- [Directions for this task] Rescale the listing below, beginning at the line that contains "above contains grass." and running through its last line. Write each of those lines out again, requests included, with every bounding-box coordinate in the answers multiplied by 2.55 and rounded to a whole number, halves rounded up.

- [Task inputs]
++++++++

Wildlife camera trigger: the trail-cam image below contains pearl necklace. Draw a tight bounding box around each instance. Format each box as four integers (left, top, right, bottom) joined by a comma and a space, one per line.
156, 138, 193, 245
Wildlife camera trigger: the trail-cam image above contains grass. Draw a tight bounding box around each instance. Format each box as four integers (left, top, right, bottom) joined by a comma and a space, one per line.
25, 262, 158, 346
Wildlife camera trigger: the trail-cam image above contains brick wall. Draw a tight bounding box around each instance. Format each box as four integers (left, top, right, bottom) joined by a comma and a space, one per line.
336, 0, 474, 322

++++++++

- [Output for this task]
Wildlife camera trigger: the trail-cam image above contains grass. Draw a tight bounding box around each instance. Format each box as four integers (left, top, right, bottom) joined by a comma and a space, one per line.
64, 668, 403, 882
Wildlife camera trigger: the trail-cam image above contains brick wall. Draw a tight bounding box around each instance. Format each box as four integers (left, top, right, bottom) joined by a comma and a space, one per line.
857, 0, 1209, 821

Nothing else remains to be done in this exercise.